▶ DIRECTIONS FOR THIS TASK: Each line of the records below that holds "cable" should be returned.

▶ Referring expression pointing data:
-------------------------
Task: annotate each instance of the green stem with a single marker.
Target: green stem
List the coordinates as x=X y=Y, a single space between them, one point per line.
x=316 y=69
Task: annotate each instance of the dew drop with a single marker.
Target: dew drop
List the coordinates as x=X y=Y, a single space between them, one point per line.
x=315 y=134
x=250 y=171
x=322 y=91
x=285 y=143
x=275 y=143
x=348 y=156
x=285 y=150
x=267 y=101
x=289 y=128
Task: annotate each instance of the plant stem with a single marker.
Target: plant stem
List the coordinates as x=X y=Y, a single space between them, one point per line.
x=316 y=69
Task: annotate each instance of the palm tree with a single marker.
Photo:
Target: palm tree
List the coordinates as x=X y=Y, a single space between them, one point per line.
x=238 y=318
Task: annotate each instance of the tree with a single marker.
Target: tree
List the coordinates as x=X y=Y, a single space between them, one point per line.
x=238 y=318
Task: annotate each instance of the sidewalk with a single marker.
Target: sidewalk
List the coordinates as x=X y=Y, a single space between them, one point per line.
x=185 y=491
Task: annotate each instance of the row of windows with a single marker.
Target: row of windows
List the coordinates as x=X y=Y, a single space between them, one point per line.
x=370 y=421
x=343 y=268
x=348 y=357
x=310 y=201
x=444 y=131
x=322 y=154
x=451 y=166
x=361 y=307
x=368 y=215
-------------------------
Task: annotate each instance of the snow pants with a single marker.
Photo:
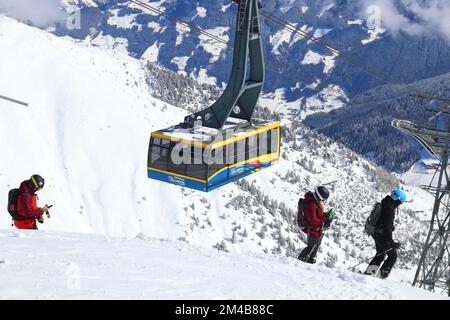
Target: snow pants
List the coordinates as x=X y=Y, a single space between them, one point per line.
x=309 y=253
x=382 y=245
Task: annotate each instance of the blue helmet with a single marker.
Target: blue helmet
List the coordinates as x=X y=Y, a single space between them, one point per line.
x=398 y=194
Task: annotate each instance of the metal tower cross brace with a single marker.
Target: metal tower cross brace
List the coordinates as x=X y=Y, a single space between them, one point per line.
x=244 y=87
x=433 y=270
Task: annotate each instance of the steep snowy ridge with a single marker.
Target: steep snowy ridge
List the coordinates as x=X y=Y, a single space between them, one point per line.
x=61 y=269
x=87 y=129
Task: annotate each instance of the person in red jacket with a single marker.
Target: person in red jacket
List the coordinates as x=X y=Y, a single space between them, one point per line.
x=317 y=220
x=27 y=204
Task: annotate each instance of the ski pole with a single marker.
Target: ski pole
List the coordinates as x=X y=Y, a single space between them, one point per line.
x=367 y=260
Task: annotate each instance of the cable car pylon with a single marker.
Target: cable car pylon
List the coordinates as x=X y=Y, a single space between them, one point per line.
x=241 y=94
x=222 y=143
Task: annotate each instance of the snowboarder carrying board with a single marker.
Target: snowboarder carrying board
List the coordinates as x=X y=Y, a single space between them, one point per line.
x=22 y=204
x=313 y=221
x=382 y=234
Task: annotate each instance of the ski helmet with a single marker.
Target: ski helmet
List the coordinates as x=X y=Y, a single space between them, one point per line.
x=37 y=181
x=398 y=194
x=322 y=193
-------------------------
▶ ANSWER BELOW:
Task: annotate each instance of the cable car pylon with a single marker.
Target: cable car pylon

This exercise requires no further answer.